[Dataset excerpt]
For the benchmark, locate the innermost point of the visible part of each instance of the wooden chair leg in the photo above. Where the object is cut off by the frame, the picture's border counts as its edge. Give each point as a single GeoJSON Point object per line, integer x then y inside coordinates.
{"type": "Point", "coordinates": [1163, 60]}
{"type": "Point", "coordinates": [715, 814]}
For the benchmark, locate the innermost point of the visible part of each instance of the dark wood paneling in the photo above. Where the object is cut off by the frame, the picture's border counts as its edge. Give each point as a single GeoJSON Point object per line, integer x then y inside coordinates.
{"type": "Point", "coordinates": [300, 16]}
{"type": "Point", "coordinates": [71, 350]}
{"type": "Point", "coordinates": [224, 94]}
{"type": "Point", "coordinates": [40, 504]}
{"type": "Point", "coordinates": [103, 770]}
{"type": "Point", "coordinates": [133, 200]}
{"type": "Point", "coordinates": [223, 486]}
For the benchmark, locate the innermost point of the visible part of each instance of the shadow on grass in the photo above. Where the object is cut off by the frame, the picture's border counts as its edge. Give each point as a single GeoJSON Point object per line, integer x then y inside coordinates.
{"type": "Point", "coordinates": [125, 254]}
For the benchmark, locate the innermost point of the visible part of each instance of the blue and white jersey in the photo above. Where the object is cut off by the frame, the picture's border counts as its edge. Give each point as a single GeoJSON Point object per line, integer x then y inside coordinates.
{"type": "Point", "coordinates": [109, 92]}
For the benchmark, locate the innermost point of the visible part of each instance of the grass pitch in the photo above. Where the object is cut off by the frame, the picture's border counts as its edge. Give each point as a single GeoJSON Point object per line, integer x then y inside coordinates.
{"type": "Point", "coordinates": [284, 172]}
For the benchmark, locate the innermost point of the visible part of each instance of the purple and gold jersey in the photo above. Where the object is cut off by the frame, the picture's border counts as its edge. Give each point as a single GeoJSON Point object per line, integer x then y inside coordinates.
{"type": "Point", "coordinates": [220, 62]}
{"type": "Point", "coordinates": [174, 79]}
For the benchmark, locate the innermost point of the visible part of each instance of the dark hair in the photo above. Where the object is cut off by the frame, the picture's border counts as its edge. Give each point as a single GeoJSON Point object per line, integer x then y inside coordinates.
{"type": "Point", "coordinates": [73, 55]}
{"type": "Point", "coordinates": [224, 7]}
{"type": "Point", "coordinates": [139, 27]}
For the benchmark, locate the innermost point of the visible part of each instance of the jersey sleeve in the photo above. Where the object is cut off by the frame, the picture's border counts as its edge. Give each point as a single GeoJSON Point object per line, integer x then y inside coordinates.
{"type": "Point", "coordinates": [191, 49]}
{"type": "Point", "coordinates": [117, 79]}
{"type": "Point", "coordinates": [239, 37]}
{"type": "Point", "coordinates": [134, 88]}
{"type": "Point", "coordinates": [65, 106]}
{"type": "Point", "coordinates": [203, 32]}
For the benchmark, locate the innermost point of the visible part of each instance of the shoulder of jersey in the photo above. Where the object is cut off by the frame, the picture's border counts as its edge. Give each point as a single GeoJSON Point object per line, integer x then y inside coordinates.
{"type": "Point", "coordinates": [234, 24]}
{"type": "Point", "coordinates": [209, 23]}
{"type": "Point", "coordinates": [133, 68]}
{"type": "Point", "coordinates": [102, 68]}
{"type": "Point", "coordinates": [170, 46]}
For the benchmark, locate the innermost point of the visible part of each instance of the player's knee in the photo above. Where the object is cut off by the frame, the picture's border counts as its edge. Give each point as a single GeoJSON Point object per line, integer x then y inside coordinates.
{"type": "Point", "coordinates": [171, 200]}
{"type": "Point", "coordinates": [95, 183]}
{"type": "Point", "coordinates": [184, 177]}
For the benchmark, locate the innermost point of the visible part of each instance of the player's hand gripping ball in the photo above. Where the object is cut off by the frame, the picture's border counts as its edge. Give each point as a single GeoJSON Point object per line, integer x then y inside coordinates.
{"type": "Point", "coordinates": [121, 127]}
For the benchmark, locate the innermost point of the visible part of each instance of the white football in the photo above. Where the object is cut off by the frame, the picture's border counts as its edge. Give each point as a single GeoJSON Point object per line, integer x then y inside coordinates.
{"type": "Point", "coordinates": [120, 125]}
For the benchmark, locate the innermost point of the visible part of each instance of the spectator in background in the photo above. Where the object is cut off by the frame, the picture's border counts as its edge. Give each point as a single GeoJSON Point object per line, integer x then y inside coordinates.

### Request
Begin at the line containing "the player's knee" and reproduce each line through the end of the records above.

### Solution to this problem
For the benchmark, locate the innermost point of the visible part of each instance of the player's knee in the photo above. Where the object is cut off by the frame, the picture's border counts as its edge. Give each point as a single GeoJSON Point object per line, integer x then y inside coordinates.
{"type": "Point", "coordinates": [171, 200]}
{"type": "Point", "coordinates": [95, 183]}
{"type": "Point", "coordinates": [184, 177]}
For the benchmark, locate the innermost point of the visible part of each instance of the player's hand gripping ball in the photo above. Where the object is cut off by the frame, the picture's border counts as its edge. Give each point as a single GeoJSON Point object per line, integer x then y inside coordinates.
{"type": "Point", "coordinates": [121, 127]}
For the benchmark, locate the innermost point of the visible part of each instance of the white football in the photo above. Where the object is cut off by the frame, the picture's border counts as its edge. Give each point as a single GeoJSON Point object per line, integer x then y inside coordinates.
{"type": "Point", "coordinates": [120, 125]}
For the benchmark, locate the innermost point of the visible part of each instance of the spectator in background in the photo above. Where the object is cut off by the frame, the picture's border counts as its edge. Give each point as a single GeoJSON Point object per line, integer x then y inside coordinates.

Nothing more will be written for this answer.